Work task :: Of all the entries below, only the lines from the one with "positive clicks: (153, 216)" up to and including the one with "192L138 206L149 207L129" are to be duplicated exactly.

(Records drawn from a dataset)
○ ○ ○ ○ ○

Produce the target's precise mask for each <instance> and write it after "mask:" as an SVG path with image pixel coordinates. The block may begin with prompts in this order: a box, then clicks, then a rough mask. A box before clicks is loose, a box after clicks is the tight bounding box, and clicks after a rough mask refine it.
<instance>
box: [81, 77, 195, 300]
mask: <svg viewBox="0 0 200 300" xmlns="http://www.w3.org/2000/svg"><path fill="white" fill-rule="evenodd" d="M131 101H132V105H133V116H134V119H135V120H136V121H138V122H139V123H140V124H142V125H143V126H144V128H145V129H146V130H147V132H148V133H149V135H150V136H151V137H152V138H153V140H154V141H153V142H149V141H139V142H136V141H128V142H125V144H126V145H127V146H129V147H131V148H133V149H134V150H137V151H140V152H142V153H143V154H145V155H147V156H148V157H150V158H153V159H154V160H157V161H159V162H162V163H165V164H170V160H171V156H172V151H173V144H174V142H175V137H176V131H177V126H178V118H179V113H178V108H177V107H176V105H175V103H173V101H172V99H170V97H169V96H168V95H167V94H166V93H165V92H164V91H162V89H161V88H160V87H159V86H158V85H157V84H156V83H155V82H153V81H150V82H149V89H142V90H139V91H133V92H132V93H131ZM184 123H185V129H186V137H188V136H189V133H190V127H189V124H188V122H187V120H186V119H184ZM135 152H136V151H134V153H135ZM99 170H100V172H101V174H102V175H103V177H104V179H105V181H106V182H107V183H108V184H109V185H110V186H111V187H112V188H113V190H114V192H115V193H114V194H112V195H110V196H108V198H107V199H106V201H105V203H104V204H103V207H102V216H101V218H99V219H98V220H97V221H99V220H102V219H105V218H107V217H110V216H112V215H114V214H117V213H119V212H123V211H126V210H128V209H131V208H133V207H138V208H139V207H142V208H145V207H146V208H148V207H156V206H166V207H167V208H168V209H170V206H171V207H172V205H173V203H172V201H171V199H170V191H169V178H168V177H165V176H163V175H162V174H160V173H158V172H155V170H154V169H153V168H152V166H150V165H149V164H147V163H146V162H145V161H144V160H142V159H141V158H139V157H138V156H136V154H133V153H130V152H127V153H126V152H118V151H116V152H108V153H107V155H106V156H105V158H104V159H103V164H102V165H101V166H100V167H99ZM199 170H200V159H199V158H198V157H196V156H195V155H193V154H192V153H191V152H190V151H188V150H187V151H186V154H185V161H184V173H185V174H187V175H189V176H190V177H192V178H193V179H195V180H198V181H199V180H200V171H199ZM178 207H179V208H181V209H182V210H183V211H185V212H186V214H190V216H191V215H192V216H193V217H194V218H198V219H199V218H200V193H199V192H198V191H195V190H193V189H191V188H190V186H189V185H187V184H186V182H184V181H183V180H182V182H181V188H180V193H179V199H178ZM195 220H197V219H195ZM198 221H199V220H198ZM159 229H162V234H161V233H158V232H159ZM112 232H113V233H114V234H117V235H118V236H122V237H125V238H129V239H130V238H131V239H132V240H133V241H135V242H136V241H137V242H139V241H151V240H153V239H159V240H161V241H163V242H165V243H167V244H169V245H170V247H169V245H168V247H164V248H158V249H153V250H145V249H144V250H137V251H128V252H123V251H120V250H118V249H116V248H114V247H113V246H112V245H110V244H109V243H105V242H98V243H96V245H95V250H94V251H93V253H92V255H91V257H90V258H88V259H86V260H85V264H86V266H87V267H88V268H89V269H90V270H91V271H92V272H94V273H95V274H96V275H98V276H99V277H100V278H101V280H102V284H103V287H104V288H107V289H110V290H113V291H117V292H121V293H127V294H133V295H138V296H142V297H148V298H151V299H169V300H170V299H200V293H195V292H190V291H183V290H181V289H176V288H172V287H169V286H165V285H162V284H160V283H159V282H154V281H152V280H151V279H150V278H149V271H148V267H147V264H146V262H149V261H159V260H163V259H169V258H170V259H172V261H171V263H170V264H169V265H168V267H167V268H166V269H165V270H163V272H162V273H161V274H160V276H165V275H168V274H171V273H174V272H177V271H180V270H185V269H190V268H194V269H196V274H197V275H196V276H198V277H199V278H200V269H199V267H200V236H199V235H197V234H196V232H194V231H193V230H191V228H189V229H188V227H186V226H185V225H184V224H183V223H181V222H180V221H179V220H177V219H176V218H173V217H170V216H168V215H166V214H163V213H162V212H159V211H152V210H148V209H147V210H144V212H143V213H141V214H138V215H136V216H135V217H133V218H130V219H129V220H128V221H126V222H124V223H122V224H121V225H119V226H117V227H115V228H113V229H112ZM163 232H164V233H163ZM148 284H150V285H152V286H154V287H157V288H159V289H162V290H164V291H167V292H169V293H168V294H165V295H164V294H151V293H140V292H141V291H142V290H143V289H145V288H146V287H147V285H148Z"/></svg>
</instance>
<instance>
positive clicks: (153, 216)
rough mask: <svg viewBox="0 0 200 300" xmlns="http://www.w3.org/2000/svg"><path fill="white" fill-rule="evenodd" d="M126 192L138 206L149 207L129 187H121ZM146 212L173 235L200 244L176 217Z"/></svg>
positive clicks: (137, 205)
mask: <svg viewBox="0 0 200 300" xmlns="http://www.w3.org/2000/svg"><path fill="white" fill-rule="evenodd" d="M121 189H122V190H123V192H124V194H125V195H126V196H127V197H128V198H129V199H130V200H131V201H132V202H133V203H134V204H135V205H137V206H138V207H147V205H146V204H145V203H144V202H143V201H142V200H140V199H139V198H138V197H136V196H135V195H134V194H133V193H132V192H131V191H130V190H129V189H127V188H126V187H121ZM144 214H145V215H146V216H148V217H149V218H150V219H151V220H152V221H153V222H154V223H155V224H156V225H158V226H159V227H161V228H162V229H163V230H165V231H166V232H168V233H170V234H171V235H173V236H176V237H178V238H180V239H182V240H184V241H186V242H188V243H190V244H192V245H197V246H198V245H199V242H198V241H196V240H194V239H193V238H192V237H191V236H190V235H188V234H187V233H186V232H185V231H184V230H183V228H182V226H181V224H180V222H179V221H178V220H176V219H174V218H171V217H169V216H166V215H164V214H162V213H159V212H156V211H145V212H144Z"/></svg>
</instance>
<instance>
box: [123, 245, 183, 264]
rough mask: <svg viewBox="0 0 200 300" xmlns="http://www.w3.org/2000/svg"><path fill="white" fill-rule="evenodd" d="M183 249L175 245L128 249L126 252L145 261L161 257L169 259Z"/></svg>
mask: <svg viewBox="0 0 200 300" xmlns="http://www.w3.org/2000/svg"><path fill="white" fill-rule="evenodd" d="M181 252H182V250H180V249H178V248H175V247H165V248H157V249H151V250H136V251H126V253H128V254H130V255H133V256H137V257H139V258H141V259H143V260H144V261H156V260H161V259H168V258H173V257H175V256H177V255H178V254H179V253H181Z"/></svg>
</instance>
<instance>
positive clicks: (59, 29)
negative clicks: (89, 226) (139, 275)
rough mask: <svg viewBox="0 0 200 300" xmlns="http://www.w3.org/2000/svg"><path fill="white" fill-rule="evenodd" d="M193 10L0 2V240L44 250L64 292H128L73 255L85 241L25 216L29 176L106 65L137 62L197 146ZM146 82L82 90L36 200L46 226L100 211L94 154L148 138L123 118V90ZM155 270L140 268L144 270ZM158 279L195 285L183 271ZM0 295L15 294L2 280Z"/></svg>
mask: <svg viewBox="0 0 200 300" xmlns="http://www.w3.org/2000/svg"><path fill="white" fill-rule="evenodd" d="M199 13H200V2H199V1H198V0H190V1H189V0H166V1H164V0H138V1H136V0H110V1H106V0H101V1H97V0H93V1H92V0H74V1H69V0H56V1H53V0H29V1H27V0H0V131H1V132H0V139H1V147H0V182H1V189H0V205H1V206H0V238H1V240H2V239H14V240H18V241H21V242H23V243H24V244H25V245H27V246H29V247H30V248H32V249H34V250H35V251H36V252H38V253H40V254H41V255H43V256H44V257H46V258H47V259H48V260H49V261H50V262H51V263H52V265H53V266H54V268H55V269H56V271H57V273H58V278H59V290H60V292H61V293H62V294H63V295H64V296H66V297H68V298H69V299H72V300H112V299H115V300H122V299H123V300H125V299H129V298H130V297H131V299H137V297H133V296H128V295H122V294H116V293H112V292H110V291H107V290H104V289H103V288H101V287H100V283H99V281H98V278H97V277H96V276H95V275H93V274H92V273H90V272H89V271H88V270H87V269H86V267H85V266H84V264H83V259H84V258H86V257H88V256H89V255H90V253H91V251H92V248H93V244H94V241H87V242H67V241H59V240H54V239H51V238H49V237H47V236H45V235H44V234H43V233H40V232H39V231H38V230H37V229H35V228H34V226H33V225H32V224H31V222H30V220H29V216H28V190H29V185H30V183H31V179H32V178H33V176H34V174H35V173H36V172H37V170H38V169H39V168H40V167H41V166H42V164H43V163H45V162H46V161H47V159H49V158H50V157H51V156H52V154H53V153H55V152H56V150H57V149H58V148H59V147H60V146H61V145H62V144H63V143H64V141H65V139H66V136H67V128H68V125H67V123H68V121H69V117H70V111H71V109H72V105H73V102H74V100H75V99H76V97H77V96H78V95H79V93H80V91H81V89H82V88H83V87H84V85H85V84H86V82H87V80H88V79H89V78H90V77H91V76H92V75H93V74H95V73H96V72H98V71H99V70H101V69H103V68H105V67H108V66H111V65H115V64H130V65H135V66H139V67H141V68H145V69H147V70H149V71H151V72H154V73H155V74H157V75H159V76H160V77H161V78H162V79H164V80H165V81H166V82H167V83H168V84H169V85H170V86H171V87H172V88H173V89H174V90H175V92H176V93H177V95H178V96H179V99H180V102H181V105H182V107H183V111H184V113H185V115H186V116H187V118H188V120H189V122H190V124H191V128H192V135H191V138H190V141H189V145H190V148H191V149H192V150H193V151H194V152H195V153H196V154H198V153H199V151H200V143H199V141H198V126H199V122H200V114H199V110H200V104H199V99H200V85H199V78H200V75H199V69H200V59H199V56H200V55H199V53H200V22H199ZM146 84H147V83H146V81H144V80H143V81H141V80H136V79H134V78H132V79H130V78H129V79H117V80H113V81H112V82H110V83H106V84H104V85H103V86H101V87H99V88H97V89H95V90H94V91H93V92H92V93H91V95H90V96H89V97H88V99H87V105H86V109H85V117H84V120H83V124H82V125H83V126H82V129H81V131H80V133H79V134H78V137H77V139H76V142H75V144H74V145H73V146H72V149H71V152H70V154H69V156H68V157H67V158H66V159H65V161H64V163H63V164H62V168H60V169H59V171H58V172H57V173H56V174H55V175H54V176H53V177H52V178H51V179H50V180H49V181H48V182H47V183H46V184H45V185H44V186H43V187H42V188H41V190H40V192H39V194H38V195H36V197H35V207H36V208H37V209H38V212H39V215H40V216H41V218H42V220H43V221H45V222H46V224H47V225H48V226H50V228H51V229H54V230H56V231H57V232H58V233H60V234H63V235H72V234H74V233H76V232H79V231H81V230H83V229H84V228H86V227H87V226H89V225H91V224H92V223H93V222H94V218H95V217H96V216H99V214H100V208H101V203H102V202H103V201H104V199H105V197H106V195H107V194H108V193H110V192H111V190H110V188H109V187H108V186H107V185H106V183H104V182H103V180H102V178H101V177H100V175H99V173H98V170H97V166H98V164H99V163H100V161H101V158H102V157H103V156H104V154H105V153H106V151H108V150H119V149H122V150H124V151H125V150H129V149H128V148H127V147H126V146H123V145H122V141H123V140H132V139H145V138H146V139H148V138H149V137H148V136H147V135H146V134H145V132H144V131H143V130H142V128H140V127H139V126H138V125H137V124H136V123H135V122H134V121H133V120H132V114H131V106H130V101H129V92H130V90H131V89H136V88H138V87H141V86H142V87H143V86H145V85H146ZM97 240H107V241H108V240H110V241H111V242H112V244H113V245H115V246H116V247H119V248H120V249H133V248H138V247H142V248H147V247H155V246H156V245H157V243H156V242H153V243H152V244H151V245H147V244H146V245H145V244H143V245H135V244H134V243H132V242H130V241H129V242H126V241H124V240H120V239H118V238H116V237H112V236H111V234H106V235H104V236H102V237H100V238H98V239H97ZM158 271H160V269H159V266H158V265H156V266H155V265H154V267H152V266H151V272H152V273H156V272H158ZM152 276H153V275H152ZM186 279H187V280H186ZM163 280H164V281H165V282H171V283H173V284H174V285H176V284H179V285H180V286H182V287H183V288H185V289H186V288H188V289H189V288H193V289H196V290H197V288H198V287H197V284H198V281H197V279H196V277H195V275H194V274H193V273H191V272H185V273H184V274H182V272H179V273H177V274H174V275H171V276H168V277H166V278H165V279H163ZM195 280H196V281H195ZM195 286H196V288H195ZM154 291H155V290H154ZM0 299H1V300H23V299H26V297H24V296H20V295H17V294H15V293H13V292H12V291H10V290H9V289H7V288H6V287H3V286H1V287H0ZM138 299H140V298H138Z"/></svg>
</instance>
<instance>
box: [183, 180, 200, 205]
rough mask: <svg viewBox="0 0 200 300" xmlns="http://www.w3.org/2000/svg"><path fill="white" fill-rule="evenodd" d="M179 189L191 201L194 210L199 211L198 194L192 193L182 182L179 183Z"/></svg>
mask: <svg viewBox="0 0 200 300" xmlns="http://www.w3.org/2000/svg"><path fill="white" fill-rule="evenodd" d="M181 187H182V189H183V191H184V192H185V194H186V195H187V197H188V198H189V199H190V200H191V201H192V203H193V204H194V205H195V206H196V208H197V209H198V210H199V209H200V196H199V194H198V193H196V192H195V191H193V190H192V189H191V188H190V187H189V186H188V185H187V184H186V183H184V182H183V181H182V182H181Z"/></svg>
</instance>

○ ○ ○ ○ ○

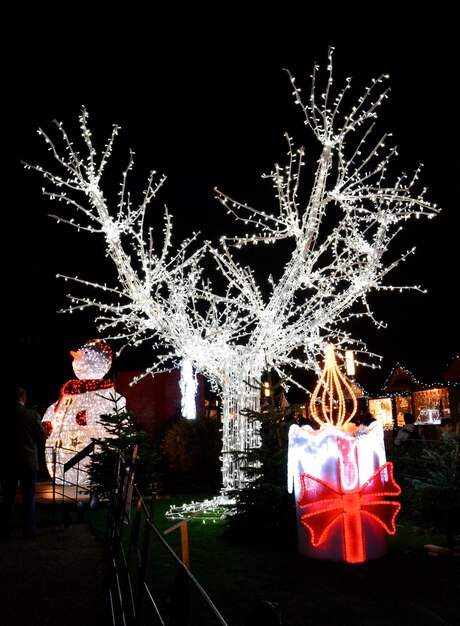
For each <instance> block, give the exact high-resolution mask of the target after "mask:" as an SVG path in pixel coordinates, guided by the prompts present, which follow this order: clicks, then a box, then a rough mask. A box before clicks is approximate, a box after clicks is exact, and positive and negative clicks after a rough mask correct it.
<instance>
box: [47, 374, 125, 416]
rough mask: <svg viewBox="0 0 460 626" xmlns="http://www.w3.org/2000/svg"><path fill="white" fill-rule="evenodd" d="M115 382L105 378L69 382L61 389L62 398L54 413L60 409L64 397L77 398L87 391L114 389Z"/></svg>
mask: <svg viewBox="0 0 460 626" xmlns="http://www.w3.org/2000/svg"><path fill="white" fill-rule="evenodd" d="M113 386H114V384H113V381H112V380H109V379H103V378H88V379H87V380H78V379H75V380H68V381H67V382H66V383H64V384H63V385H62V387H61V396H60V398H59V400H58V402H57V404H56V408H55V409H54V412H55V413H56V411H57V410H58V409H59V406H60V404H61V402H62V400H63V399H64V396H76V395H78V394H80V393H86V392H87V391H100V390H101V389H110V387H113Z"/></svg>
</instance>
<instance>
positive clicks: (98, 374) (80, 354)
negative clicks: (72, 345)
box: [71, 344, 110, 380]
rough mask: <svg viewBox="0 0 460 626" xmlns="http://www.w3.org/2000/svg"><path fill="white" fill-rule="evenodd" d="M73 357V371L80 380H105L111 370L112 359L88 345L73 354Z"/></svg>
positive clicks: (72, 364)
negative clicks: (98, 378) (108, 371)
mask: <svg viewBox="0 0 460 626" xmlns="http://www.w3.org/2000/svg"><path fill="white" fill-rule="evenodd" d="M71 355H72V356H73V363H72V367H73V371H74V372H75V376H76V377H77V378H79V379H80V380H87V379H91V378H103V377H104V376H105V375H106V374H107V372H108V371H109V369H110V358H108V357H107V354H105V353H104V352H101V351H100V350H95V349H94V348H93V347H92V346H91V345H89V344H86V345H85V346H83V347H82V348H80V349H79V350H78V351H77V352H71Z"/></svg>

○ ○ ○ ○ ○

The answer ::
positive clicks: (153, 216)
rough mask: <svg viewBox="0 0 200 300" xmlns="http://www.w3.org/2000/svg"><path fill="white" fill-rule="evenodd" d="M126 192L138 206L149 207L129 187H121ZM146 212L173 235L200 244L176 217Z"/></svg>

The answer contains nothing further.